YOUR GOAL – Print the data that follows exactly.

[Stored data entries]
==*==

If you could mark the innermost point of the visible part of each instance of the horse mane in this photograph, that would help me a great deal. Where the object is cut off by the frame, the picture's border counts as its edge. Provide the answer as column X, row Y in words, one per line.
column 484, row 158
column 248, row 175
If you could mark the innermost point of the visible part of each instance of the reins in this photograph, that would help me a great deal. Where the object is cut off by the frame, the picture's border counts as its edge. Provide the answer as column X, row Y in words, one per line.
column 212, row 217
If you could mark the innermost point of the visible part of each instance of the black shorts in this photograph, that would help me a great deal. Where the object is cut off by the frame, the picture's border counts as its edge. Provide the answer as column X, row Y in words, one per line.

==*==

FINISHED EXERCISE –
If you could mark the innermost point of the visible part of each instance of the horse mane in this photograph, that would help me a great deal. Where the object is cut off by the frame, the picture's border counts as its edge. Provide the answer as column X, row Y in words, one per line.
column 484, row 158
column 248, row 175
If you could mark the innermost point of the visible part of each instance of the reins in this photograph, that would help me a great deal. Where the object is cut off by the frame, the picture's border counts as its edge. Provide the answer as column X, row Y in words, one per line.
column 212, row 217
If you could mark the innermost point of the visible part of each instance of the black shorts in this photograph, that would help me a great deal. Where the object is cut off by the frame, the picture's border counts as its edge. Provide the answer as column X, row Y in words, one per line.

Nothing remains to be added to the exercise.